▶ **Your tasks**:
a - In the Walrus deployment thread, which resource was being stored on Walrus when the error occurred?
b - Repeat the stretch of the Walrus deployment thread from "Closed kkomelin closed" through "the issue again.".

--- Start of Text extract ---

Closed kkomelin closed 2 months ago
Thanks for the report. Does this issue persist? The output indicates an error during the RPC call to verify the blob status, this might have been a temporary issue of the used full node.
If the issue persists, however, I need to take a closer look.
Hey @mlegner,
I saw this issue a few days ago with previous version of Walrus and Site Builder. I thought my stuff was just outdated. Today I found time to upgrade both Walrus and Site Builder and experienced the issue again.
Just now, I ran the deployment again and received a bit different error message:
2024-07-05T10:40:55.894813Z INFO site_builder: initializing site builder
2024-07-05T10:40:55.899457Z INFO site_builder: configuration loaded config=Config { portal: "walrus.site", package: 0x514cf7ce2df33b9e2ca69e75bc9645ef38aca67b6f2852992a34e35e9f907f58, general: GeneralArgs { rpc_url: None, wallet: Some("/home/kos/suibase/workdirs/testnet/config/client.yaml"), walrus_binary: Some("walrus"), walrus_config: None, gas_budget: Some(500000000) } }
2024-07-05T10:40:55.900230Z INFO site_builder::util: Using wallet configuration from /home/kos/suibase/workdirs/testnet/config/client.yaml
Parsing the directory ./dist and locally computing blob IDs ... [Ok]
Storing resource on Walrus: /android-chrome-192x192.png ... [Ok]
Storing resource on Walrus: /android-chrome-512x512.png ... [Ok]
Storing resource on Walrus: /apple-touch-icon.png ... [Ok]
Storing resource on Walrus: /assets/index-Bl1oXb_-.js ... [Ok]
Storing resource on Walrus: /assets/index-Cc9PsNB6.css ... [Ok]
Storing resource on Walrus: /browserconfig.xml ... [Ok]
Storing resource on Walrus: /emoji/1.svg ... [Ok]
Storing resource on Walrus: /emoji/10.svg ...
Error during execution
Error: running the command exited with error: 2024-07-05T10:42:21.800741Z INFO walrus: running in JSON mode
2024-07-05T10:42:21.800871Z INFO walrus_service::cli_utils: Using Walrus configuration from /home/kos/.walrus/client_config.yaml
2024-07-05T10:42:21.801002Z INFO walrus_service::cli_utils: Using wallet configuration from /home/kos/suibase/workdirs/testnet/config/client.yaml
2024-07-05T10:42:21.963419Z WARN sui_sdk::wallet_context: Client/Server api version mismatch, client api version : 1.27.2, server api version : 1.28.2
[warn] Client/Server api version mismatch, client api version : 1.27.2, server api version : 1.28.2
2024-07-05T10:42:22.429975Z INFO walrus: Storing blob read from the filesystem file=./dist/emoji/10.svg
Error: client internal error: Error in ObjectResponse: NotExists { object_id: 0xb2dddc6ff6e5905d4e16364f7ffc64db841444cf958bd0b704b8dcdb5ed5efc3 }
Looks like android-chrome-512x512.png is not the reason of the problem.

--- End of Text extract ---
--- Start of Available data ---

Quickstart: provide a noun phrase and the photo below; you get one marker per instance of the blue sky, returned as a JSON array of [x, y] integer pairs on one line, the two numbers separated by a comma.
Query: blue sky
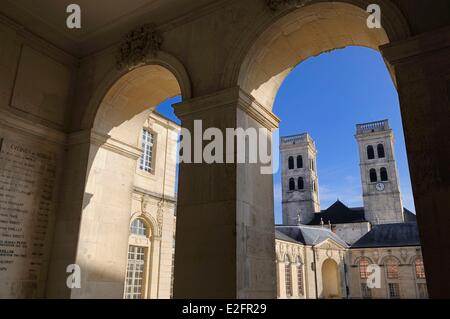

--- End of Available data ---

▶ **Outputs in order**:
a - /emoji/10.svg

b -
Closed kkomelin closed 2 months ago
Thanks for the report. Does this issue persist? The output indicates an error during the RPC call to verify the blob status, this might have been a temporary issue of the used full node.
If the issue persists, however, I need to take a closer look.
Hey @mlegner,
I saw this issue a few days ago with previous version of Walrus and Site Builder. I thought my stuff was just outdated. Today I found time to upgrade both Walrus and Site Builder and experienced the issue again.